Revise the records in the stretch from the line containing "Find patterned red" through the line containing "144;388;222;561" by replacing "handbag" with "backpack", keeping everything else unchanged. Give only those lines.

───

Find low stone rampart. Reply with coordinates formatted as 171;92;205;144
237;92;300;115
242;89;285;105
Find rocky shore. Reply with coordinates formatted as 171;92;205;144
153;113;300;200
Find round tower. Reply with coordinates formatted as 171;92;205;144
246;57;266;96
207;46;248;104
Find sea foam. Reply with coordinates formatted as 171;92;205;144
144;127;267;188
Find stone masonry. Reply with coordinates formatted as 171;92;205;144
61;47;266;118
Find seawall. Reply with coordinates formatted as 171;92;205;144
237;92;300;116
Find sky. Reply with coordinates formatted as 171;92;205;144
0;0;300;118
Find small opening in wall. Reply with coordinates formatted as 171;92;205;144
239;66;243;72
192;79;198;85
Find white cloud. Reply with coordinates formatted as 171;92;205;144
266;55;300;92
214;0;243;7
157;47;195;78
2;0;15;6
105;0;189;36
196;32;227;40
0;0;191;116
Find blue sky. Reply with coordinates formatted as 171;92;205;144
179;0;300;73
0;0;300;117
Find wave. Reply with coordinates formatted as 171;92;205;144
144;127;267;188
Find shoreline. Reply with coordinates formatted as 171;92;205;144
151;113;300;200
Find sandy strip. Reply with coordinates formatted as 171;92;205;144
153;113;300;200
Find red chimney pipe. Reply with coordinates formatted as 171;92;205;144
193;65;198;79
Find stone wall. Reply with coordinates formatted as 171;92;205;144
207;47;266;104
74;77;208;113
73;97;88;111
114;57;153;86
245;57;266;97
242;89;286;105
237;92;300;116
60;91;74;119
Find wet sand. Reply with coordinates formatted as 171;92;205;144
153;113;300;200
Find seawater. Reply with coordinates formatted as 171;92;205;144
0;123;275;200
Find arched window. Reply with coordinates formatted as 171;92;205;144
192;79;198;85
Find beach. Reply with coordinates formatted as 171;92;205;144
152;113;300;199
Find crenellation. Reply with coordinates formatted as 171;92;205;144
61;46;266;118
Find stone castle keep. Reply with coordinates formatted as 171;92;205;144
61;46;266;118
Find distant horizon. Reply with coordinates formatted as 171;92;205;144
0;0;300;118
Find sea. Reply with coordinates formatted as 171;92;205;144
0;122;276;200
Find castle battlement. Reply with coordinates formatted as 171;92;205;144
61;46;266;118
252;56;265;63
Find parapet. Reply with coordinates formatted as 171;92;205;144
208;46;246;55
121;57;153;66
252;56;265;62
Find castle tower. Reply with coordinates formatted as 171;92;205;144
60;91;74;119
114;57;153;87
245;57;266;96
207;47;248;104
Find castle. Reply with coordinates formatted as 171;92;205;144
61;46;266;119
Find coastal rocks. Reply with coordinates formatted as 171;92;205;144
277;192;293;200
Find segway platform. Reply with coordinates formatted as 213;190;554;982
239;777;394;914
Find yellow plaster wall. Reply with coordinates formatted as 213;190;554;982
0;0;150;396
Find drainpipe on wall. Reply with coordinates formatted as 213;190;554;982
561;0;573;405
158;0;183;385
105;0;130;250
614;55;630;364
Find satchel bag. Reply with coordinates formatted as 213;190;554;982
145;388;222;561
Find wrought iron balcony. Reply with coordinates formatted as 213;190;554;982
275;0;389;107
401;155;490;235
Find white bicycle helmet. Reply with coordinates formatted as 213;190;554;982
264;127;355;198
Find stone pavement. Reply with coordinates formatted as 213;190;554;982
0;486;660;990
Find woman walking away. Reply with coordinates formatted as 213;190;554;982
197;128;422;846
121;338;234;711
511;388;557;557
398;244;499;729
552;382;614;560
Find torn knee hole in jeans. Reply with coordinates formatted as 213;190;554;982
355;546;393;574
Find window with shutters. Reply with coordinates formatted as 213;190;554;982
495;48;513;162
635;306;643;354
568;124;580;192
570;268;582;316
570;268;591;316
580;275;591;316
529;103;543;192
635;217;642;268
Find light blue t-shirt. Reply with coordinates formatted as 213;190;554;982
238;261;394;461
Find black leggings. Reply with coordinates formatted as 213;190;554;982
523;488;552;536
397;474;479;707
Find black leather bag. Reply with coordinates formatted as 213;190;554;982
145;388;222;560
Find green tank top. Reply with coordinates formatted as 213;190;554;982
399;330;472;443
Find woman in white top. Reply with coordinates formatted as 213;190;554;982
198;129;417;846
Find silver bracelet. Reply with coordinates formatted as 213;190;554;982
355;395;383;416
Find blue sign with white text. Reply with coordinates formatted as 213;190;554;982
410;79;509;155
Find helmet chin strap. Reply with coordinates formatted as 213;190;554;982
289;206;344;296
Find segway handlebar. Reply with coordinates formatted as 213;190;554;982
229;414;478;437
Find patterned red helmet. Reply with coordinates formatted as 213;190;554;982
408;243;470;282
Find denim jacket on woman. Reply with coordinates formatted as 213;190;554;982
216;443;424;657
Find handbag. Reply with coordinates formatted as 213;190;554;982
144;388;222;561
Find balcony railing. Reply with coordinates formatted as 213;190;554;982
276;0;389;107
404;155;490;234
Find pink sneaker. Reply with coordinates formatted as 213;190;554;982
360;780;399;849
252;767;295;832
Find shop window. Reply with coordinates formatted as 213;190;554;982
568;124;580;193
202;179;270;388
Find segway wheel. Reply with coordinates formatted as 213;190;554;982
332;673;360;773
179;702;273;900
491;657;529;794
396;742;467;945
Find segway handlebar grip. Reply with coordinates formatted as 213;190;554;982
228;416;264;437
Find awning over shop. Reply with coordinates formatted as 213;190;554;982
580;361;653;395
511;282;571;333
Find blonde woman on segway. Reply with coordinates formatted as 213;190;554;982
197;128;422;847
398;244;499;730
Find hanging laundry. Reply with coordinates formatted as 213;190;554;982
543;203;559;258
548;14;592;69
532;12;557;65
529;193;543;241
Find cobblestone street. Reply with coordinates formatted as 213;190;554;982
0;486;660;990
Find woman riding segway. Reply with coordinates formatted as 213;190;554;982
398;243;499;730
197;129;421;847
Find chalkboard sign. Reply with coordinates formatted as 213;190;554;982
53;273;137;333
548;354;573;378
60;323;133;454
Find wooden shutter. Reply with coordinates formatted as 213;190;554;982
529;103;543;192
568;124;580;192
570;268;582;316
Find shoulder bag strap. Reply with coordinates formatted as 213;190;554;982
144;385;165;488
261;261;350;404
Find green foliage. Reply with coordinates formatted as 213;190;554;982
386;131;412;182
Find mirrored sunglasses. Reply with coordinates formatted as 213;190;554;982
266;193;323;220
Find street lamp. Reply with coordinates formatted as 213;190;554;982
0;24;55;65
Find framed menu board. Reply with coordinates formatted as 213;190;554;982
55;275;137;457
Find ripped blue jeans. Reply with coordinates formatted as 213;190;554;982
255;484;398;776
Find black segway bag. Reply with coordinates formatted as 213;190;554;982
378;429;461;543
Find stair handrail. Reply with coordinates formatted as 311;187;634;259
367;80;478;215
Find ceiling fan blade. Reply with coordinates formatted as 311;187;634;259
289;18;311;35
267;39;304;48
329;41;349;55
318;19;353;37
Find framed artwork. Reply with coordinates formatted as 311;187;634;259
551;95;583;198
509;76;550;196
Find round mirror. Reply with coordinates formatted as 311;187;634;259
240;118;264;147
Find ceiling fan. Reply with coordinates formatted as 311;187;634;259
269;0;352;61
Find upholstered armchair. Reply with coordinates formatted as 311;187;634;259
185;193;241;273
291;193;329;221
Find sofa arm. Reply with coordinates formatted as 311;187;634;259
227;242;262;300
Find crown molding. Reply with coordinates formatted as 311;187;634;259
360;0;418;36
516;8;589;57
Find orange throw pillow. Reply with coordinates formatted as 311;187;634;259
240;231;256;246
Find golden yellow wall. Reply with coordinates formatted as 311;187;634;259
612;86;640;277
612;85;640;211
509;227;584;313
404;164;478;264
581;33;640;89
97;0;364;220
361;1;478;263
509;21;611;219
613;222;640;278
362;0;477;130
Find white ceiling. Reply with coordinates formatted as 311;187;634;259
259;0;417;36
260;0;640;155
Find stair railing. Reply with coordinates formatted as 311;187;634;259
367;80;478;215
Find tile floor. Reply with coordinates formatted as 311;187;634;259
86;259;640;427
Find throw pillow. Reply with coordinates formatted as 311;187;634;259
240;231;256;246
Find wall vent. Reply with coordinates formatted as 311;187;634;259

───

EXERCISE RESPONSE:
Find patterned red helmet. Reply with coordinates formatted as 213;190;554;982
408;243;470;282
Find denim jacket on woman. Reply with coordinates formatted as 213;190;554;982
216;443;424;657
Find backpack. Reply with coordinates formatted as 213;190;554;982
144;388;222;561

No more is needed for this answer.